▸ **WHAT THE TASK ASKS**: Reproduce every one of the records below, character for character.

▸ **DATA SHOWN**:
=======
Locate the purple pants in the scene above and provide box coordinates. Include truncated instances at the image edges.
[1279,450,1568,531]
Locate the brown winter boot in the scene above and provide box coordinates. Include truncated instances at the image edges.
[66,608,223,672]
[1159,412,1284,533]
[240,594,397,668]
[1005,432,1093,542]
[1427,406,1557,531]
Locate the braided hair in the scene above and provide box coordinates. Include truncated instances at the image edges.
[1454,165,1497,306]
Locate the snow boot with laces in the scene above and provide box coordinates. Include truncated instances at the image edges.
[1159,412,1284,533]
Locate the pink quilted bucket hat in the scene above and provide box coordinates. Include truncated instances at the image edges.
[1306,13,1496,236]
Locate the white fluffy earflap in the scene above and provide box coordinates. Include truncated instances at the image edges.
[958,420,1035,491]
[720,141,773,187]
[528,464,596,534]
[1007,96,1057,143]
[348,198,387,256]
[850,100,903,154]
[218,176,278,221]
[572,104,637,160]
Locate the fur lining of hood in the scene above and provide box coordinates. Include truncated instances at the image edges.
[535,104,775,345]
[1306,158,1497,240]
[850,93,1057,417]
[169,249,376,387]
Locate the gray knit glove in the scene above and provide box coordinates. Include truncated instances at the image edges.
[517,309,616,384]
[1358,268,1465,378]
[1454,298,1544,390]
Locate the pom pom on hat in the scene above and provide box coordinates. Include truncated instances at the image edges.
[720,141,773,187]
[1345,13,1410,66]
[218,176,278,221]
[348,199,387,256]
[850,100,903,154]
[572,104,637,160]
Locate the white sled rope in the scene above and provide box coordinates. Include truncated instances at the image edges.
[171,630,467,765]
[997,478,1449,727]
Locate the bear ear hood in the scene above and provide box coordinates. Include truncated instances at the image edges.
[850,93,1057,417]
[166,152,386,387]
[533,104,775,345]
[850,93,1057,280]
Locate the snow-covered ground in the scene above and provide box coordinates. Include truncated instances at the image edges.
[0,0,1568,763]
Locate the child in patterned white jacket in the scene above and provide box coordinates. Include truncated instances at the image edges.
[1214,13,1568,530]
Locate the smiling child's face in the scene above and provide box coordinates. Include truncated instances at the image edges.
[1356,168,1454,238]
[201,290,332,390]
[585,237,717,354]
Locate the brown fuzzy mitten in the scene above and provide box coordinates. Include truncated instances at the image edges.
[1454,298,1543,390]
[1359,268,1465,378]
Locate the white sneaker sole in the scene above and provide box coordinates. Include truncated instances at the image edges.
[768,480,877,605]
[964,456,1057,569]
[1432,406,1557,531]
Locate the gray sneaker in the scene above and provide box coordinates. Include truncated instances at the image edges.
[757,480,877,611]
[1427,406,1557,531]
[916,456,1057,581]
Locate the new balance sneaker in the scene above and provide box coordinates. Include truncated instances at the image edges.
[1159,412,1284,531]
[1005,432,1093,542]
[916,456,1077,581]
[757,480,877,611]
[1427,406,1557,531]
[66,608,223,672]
=======
▸ **TASK RESULT**:
Locate the purple pants in the scene above and provide box coordinates. Include truncated instances at the image edges.
[1279,450,1568,531]
Locate the brown winter boot in the scene above and provide box coordinates. Include truncated instances at the image edges.
[66,608,223,672]
[1159,412,1284,533]
[240,594,397,668]
[1005,432,1093,542]
[1427,406,1557,531]
Locate the braided hair in the scene above and provide box coordinates. Include truncated instances at the image edges.
[1454,165,1497,306]
Locate the snow boot with laces in the scene above and provide box coordinates. Include truncated instances at the image edges.
[1159,412,1284,533]
Locate the pink quilted bucket hat in the scene above and provide box coordinates. Include truncated instances at the image edges.
[1306,13,1496,236]
Locate the white fluffy earflap in the scene above and provide box coordinates. Include truncated instances at the image edges.
[958,420,1035,491]
[720,141,773,187]
[528,464,596,534]
[1007,96,1057,143]
[348,198,387,256]
[850,100,903,154]
[218,176,278,221]
[572,104,637,160]
Locate the fur lining of hood in the scene above and provide box coordinates. Include truncated instances at the image edges.
[535,104,775,345]
[1306,158,1497,240]
[850,93,1057,417]
[169,249,376,387]
Locate the gray knit glove in the scene above and provide box coordinates. Include truncated instances at the image edges.
[517,309,616,384]
[1358,268,1465,378]
[1454,298,1544,390]
Locate the pom pom on hat in the scene above and provide box coordinates. Include truncated instances at the image edges.
[720,141,773,187]
[1345,13,1410,66]
[218,176,278,221]
[348,199,387,256]
[850,100,903,154]
[572,104,637,160]
Locate the white sled rope in the scene above and provide box coordinates. Include truncated instances at the image edges.
[171,630,467,765]
[997,478,1449,727]
Locate the bear ear hood in the scene above and provide box coordinates. Include truncated instances at the image edges.
[850,93,1057,417]
[166,152,386,387]
[533,104,775,345]
[850,93,1057,280]
Locate the snow-covered ground in the scene above and provide box coordinates. Include truncated instances at the image edges.
[0,0,1568,763]
Locate the child in patterned white jacket in the scene above and provide box coordinates. Include truncated instances at the image edges.
[1214,13,1568,530]
Locate the smiling child's face in the scene above and provide box coordinates. Include truncated instances at the image edges.
[1356,168,1454,238]
[201,290,332,390]
[585,237,717,354]
Locate the brown fuzzy mitten in the scene above and provide box coordinates. Include truncated instances at the image edges.
[1454,298,1543,390]
[1359,268,1465,378]
Locate the white sneaker sole in the scene above and provide box coordinates. Include truncated instances at the image edges.
[768,480,877,605]
[964,456,1057,569]
[1432,406,1557,531]
Locate the gray sneaker in the scene above and provide box coordinates. Include truncated instances at the image edges.
[757,480,877,611]
[1427,406,1557,531]
[916,456,1057,581]
Locate the new balance sneaker in the scene above and provide box coordinates. Include truncated instances at the image edges.
[1159,412,1284,531]
[1005,432,1093,542]
[916,456,1077,581]
[757,480,877,611]
[1427,406,1557,531]
[66,608,223,672]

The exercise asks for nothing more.